-- Task prompt --
Look below for the line containing "Query: picket fence"; from there, print each line exactly up to and including the line containing "column 222, row 2", and stop.
── Supplied records
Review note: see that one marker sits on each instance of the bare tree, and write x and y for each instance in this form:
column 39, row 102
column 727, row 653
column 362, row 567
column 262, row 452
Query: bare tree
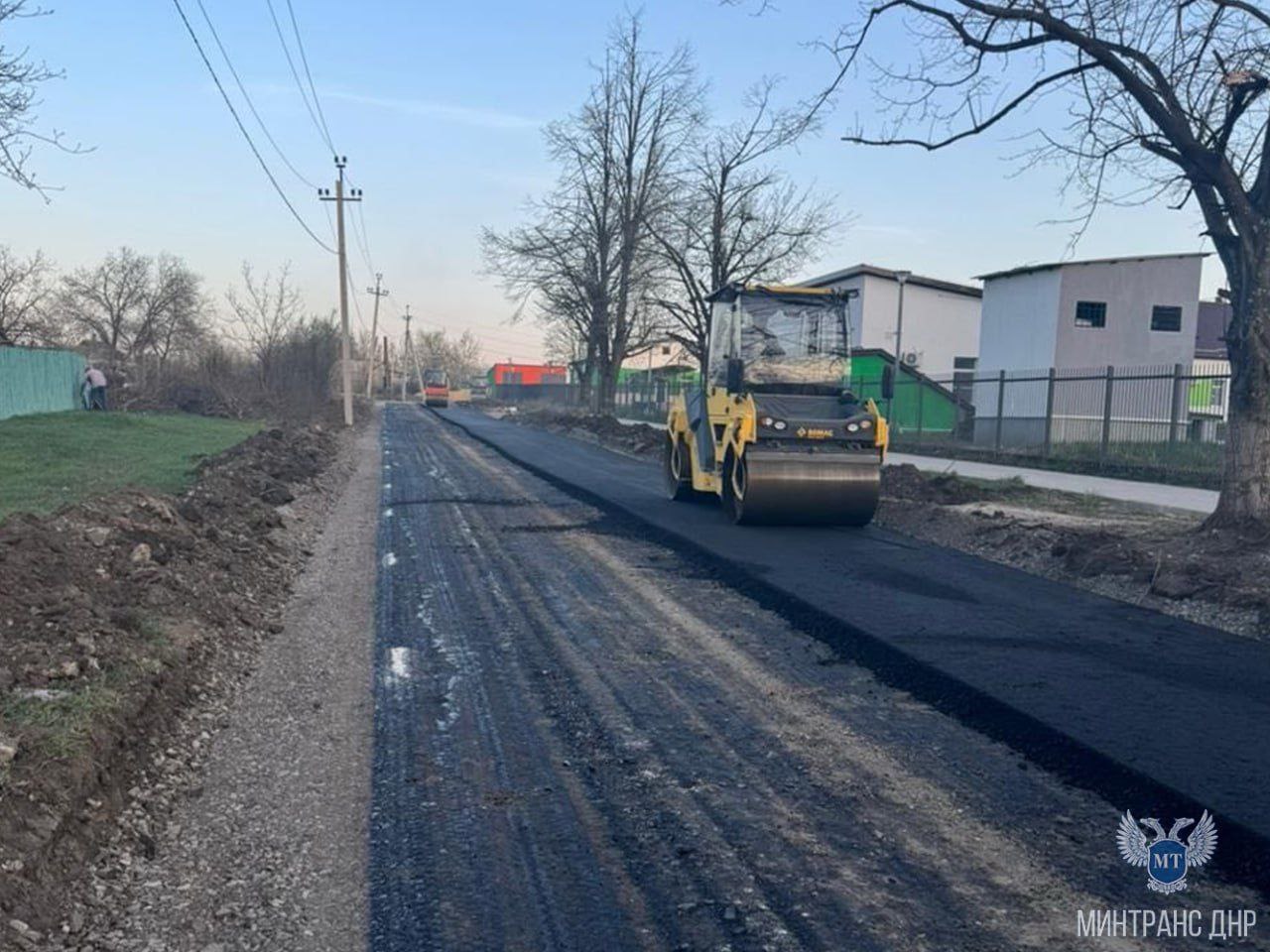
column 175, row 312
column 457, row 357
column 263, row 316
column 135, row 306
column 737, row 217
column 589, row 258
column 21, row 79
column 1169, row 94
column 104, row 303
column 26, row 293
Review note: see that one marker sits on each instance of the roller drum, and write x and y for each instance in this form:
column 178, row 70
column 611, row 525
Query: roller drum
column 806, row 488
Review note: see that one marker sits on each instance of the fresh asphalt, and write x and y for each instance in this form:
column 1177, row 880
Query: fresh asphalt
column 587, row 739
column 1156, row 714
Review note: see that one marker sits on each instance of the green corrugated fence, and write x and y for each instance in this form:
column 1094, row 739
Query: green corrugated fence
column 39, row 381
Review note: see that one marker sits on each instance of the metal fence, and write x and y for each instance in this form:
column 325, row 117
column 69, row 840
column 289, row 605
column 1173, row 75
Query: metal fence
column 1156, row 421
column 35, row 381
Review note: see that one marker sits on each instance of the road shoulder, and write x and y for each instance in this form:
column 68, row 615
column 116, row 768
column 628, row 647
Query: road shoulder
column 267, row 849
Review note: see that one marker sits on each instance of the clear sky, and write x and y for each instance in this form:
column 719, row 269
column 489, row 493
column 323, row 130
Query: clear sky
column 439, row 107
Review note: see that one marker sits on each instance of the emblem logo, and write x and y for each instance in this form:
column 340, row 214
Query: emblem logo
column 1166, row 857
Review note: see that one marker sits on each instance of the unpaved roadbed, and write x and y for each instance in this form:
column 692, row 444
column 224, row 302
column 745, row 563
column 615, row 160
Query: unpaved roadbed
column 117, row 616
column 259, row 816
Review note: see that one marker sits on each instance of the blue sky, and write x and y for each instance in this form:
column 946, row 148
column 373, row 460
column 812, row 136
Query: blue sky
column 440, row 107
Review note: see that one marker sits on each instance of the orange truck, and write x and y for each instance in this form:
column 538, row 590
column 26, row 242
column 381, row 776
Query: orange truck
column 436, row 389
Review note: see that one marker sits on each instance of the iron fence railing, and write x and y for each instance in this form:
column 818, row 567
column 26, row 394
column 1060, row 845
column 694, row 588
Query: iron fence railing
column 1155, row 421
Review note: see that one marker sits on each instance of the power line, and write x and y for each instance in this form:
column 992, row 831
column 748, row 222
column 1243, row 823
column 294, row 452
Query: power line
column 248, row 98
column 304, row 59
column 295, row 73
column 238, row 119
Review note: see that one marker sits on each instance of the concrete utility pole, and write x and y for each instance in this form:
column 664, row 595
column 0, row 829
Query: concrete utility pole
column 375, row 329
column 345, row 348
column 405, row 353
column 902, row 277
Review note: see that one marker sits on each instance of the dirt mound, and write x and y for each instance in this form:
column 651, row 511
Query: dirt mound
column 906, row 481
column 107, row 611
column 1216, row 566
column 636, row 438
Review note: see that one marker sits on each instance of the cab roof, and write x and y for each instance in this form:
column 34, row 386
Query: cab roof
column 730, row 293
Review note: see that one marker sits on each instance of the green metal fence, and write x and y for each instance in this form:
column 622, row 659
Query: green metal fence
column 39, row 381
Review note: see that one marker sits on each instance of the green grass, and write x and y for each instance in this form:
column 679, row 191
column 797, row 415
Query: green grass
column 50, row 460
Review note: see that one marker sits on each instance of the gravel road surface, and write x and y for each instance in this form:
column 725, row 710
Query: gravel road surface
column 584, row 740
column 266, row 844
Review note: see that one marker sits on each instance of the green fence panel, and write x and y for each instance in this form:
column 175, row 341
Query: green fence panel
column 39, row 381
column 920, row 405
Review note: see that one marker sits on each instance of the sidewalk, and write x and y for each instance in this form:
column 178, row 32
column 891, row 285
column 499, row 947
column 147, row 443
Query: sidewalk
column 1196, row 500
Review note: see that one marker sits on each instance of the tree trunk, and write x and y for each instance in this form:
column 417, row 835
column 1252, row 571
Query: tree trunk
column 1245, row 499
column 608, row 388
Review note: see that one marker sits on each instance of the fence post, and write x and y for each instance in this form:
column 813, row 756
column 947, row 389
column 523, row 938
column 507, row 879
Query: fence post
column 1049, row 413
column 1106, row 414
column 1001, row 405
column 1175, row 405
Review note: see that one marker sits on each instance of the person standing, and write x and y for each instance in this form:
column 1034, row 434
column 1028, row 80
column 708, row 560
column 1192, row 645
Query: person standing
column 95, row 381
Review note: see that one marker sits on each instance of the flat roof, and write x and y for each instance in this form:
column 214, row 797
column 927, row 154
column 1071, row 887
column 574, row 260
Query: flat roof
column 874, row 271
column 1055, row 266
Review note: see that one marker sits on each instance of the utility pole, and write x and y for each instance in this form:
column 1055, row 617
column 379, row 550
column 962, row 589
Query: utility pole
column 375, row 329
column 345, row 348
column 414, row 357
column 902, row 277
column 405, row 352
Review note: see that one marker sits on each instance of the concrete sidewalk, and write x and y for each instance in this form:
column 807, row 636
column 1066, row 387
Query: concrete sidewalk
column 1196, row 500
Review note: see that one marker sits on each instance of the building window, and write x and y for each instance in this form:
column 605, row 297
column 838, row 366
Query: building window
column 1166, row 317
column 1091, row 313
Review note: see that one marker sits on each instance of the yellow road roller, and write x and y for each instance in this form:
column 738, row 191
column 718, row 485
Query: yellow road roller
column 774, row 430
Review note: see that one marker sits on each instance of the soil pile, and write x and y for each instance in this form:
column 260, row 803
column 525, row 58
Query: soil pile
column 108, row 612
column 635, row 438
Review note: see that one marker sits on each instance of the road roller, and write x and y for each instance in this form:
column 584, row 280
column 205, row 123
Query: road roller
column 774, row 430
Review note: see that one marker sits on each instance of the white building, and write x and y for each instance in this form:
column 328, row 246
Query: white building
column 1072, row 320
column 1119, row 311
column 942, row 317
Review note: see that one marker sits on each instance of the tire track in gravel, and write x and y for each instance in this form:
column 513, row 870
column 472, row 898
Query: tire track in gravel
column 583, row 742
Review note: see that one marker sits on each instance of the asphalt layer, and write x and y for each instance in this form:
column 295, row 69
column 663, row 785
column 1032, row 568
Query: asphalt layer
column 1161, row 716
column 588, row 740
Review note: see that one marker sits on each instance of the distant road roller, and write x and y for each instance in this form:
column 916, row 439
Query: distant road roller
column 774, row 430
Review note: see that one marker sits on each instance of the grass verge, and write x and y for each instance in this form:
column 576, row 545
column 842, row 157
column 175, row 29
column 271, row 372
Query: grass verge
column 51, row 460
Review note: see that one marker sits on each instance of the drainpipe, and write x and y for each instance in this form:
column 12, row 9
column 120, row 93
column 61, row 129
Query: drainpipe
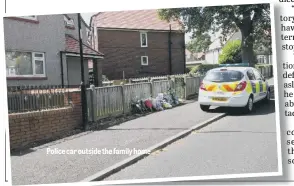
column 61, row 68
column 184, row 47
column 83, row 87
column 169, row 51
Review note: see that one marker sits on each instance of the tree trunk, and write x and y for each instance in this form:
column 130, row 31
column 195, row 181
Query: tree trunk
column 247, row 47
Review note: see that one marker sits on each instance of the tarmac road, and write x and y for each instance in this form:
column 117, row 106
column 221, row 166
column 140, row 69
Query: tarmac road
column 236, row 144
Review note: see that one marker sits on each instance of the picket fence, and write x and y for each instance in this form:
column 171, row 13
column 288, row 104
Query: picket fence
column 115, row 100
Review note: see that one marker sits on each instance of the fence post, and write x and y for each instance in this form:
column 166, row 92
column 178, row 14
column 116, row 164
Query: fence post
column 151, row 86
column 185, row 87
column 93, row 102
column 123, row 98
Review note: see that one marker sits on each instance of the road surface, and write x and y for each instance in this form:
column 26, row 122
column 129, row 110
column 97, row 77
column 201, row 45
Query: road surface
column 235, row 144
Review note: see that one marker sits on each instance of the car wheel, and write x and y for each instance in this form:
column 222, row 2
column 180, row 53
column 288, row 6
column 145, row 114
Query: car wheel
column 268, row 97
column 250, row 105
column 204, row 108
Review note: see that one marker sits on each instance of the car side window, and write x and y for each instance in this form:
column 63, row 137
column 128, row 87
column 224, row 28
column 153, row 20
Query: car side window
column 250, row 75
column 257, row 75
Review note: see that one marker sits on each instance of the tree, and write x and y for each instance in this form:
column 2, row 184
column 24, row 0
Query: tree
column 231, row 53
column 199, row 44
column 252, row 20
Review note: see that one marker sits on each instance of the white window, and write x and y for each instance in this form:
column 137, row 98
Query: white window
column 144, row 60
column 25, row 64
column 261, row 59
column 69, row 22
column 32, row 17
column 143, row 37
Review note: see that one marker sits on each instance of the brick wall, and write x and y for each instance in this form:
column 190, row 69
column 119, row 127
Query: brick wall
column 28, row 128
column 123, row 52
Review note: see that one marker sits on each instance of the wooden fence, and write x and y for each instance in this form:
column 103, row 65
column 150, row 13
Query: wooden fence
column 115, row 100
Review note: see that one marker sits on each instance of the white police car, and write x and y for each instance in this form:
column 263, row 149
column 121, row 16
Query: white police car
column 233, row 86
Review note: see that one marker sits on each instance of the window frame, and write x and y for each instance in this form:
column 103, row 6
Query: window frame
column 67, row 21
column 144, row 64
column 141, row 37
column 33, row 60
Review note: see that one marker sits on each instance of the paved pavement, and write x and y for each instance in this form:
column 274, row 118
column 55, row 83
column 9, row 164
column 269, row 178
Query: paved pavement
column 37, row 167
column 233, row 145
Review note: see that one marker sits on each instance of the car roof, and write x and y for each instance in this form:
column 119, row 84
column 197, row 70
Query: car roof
────
-- Final answer --
Query: picket fence
column 115, row 100
Review note: see that one marker sits on each instance of the fence post, and write x and y for each instance in this form:
column 166, row 92
column 178, row 14
column 116, row 164
Query: fence post
column 151, row 86
column 185, row 87
column 93, row 102
column 123, row 98
Review note: see that one marker sits on each instance of the road surface, and write x and y for each instance in this form:
column 26, row 122
column 129, row 110
column 97, row 77
column 201, row 45
Query: road surface
column 235, row 144
Review note: see that one marker sits on each instance of the car wheel, and write x and y for each instance in this form:
column 222, row 2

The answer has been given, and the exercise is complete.